• SHORT EXERCISE: Reproduce each of the records below verbatim, without altering any character.

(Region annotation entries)

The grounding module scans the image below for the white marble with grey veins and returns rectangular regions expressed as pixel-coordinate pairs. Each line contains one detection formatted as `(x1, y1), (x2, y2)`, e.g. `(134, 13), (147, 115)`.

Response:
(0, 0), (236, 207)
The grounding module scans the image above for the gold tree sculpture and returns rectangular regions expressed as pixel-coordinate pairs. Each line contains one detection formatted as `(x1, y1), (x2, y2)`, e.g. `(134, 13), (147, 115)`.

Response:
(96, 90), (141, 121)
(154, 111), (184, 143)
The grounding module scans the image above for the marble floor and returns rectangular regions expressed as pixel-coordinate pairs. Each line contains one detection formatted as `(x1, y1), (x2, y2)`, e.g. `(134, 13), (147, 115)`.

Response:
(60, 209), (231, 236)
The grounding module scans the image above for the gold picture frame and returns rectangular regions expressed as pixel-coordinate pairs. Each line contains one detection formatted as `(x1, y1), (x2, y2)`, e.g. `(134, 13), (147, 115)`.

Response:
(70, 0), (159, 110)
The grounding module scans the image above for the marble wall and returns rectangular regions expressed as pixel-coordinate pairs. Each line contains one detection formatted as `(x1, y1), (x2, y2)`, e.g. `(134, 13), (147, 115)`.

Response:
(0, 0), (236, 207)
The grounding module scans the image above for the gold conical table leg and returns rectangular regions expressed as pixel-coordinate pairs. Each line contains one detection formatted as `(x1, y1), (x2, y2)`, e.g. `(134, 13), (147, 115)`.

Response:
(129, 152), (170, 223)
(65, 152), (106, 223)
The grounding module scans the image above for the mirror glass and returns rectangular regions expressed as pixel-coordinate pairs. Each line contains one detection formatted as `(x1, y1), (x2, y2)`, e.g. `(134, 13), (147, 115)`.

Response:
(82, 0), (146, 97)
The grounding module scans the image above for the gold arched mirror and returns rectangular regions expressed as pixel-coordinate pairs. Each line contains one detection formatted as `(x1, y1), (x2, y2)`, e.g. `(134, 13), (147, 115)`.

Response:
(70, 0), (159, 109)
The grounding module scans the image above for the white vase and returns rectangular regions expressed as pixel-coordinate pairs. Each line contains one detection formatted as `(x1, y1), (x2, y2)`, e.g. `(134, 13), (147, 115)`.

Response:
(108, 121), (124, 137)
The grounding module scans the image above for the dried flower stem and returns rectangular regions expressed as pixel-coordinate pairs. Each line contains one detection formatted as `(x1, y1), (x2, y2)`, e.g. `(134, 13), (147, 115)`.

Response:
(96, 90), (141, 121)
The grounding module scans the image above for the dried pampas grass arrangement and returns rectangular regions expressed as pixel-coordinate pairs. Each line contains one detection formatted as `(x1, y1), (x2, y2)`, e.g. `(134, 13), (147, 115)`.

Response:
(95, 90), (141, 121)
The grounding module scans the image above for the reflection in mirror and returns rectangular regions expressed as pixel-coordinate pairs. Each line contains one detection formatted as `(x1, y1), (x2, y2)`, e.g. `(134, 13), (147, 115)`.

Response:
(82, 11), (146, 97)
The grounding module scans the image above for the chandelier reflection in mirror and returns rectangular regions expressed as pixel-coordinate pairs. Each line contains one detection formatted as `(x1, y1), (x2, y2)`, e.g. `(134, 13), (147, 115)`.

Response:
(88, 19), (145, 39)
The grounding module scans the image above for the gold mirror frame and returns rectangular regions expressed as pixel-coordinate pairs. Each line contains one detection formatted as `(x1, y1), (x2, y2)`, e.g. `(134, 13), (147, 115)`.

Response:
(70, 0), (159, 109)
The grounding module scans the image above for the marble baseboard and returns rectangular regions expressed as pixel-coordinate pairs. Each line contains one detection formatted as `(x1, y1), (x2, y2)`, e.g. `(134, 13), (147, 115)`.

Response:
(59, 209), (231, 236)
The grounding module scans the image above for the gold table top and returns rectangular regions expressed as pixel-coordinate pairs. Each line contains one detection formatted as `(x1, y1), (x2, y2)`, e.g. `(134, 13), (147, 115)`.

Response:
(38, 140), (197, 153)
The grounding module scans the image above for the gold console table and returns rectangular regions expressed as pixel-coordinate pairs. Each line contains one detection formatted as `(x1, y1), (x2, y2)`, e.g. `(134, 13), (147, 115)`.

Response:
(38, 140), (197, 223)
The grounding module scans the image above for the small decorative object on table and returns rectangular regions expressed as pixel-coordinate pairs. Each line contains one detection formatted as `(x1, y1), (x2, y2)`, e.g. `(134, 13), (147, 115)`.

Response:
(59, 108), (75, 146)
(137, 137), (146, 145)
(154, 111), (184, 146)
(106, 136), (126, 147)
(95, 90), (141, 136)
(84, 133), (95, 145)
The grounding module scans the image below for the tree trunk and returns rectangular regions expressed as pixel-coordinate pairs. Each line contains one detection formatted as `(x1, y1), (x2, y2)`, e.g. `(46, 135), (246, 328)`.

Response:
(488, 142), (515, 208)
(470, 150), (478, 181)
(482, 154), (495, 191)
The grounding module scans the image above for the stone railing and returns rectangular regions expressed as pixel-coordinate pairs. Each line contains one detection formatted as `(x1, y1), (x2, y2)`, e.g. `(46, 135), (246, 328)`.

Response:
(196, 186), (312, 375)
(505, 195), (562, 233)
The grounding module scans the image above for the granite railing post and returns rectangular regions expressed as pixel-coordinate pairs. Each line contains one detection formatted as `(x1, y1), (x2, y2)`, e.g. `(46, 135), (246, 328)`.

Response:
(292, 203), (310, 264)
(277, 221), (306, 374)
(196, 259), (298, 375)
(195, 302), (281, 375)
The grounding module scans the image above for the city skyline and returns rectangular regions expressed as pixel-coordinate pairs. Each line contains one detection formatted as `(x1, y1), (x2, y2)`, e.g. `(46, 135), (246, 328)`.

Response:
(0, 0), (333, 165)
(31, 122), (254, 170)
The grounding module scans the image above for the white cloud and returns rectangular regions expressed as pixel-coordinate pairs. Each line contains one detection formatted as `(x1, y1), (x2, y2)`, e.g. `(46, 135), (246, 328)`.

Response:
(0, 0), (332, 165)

• OUTPUT FOR THIS TASK:
The grounding module scans the image below for the white marble with grey veins and returns rectangular regions expressed as pixel-coordinate pairs. Each line contains one detection formatted as `(x1, y1), (x2, y2)`, e.g. `(134, 13), (147, 115)`.

Response:
(0, 0), (236, 207)
The grounding module scans the image above for the gold tree sculpture and returns rectangular regions expressed as pixel-coordinate pairs. Each line contains one detection formatted as `(x1, y1), (x2, y2)`, e.g. `(134, 13), (147, 115)`.

Response:
(96, 90), (141, 121)
(154, 111), (184, 143)
The grounding module scans the image above for the marble floor and returns rectangular regions expressed as pixel-coordinate pairs. Each line contains one detection formatted as `(x1, y1), (x2, y2)`, e.g. `(134, 13), (147, 115)`.

Response:
(60, 209), (231, 236)
The grounding module scans the image above for the gold picture frame and returns rectangular regions expressed as pixel-coordinate pairs. Each line contains one detection formatted as `(x1, y1), (x2, y2)`, e.g. `(134, 13), (147, 115)`.

Response:
(70, 0), (159, 110)
The grounding module scans the image above for the marble wall and returns rectangular regions expressed as pixel-coordinate pairs. Each line contains one detection formatted as `(x1, y1), (x2, y2)`, e.g. `(134, 13), (147, 115)`.

Response:
(0, 0), (236, 207)
The grounding module scans the image above for the gold conical table leg and returns rectangular regions expressed as pixel-coordinate pairs. Each line contains one detection formatted as `(x1, y1), (x2, y2)`, e.g. `(134, 13), (147, 115)`.

Response:
(129, 152), (170, 223)
(65, 152), (106, 223)
The grounding module scans the image above for the mirror glass and returns rectangular regions expressed as pixel-coordinate pairs. Each line contains one detection formatted as `(x1, y1), (x2, y2)`, e.g. `(134, 13), (147, 115)`.

Response:
(82, 0), (146, 97)
The grounding module scans the image above for the gold arched mirror and returns rectangular regions expressed as pixel-coordinate pairs. Each line contains one detection formatted as `(x1, y1), (x2, y2)`, e.g. `(134, 13), (147, 115)`.

Response:
(70, 0), (159, 109)
The grounding module scans the image above for the white vase and returns rectangular regions expressed as pixel-coordinate pairs. Each line contains one detection formatted as `(x1, y1), (x2, y2)`, e.g. `(134, 13), (147, 115)`.

Response:
(108, 121), (124, 137)
The grounding module scans the image above for the dried flower stem and returns rectangular regions expressed as pixel-coordinate pairs. Each line contains one detection formatted as `(x1, y1), (x2, y2)`, e.g. `(134, 13), (147, 115)`.

Response:
(96, 90), (141, 121)
The grounding module scans the image above for the dried pampas grass arrangement and returns rectangular regions expressed as pixel-coordinate pairs. Each line contains one detection formatted as `(x1, y1), (x2, y2)`, e.g. `(134, 13), (147, 115)`.

Response:
(95, 90), (141, 121)
The grounding module scans the image above for the reflection in mirror and returns rectangular regions expressed as pixel-coordinate pairs. Each line contains one detection formatted as `(x1, y1), (x2, y2)`, e.g. `(134, 13), (147, 115)`.

Response:
(82, 11), (146, 97)
The grounding module scans the image above for the chandelier reflection in mirror and returns rectangular regions expressed as pixel-coordinate pairs. Each line contains one detection formatted as `(x1, y1), (x2, y2)`, e.g. `(134, 13), (147, 115)`.

Response:
(88, 19), (145, 39)
The grounding module scans the image above for the gold mirror frame and returns rectangular regions expressed as pixel-coordinate pairs. Each line contains one detection formatted as `(x1, y1), (x2, y2)`, e.g. `(134, 13), (147, 115)`.

Response:
(70, 0), (159, 109)
The grounding module scans the image above for the marble baseboard and returns rectangular regions expressed as pixel-coordinate pairs. Each line contains one detection formatted as `(x1, y1), (x2, y2)`, e.g. `(134, 13), (147, 115)`.

Response:
(59, 209), (231, 236)
The grounding module scans the image above for the gold table top and returns rectangular regions expressed as pixel-coordinate pairs. Each line contains one detection formatted as `(x1, y1), (x2, y2)`, e.g. `(134, 13), (147, 115)`.

Response:
(38, 140), (197, 153)
The grounding module scans the image above for the gold console table and returns rectangular regions expressed as pixel-coordinate pairs. Each line contains one detection formatted as `(x1, y1), (x2, y2)`, e.g. `(134, 13), (147, 115)`.

Response:
(38, 140), (197, 223)
The grounding module scans the image above for the small decorative object on table and returns rectangular regions expressed as pixel-coordinate pairs. Each line contains one detection formatted as `(x1, y1), (x2, y2)`, e.g. `(134, 13), (147, 115)`.

Response:
(59, 108), (75, 146)
(137, 137), (146, 145)
(154, 111), (184, 146)
(106, 136), (126, 147)
(95, 90), (141, 136)
(84, 133), (95, 145)
The grounding module scans the image below for the tree trunk and returns rectangular regions expressed as pixel-coordinate pairs. Each line contains one detection formatted as `(x1, y1), (x2, y2)`, e.g. `(46, 135), (246, 328)`.

Response:
(488, 142), (515, 208)
(470, 150), (478, 181)
(482, 154), (495, 191)
The grounding module scans the image above for the stone railing and returns rectangular regions expressed as pixel-coordinate pairs. Each line contains one detection formatted as `(x1, y1), (x2, y2)`, e.g. `(46, 135), (246, 328)`.

Response:
(196, 186), (312, 375)
(505, 195), (562, 233)
The grounding module scans the image above for the granite railing post and returns rectangular regions expressed as pixel-coordinate pairs. Each line contains one detection formatted as `(x1, y1), (x2, y2)`, e.g. `(46, 135), (246, 328)`.

Response:
(292, 203), (310, 264)
(277, 221), (306, 374)
(196, 259), (298, 375)
(195, 302), (281, 375)
The grounding module scans the image above for the city skyline and returns rectangular regions expressed as pixel-coordinate pairs. Each line contains one detection formatted as `(x1, y1), (x2, y2)`, e.g. `(46, 135), (246, 328)`.

Response:
(0, 0), (333, 165)
(31, 122), (254, 170)
The grounding module scans the image above for the white cloud and returns rectangular regions expressed as pixel-coordinate pairs. Each line contains one detection formatted as `(x1, y1), (x2, y2)`, e.g. `(46, 135), (246, 328)`.

Response:
(0, 0), (332, 165)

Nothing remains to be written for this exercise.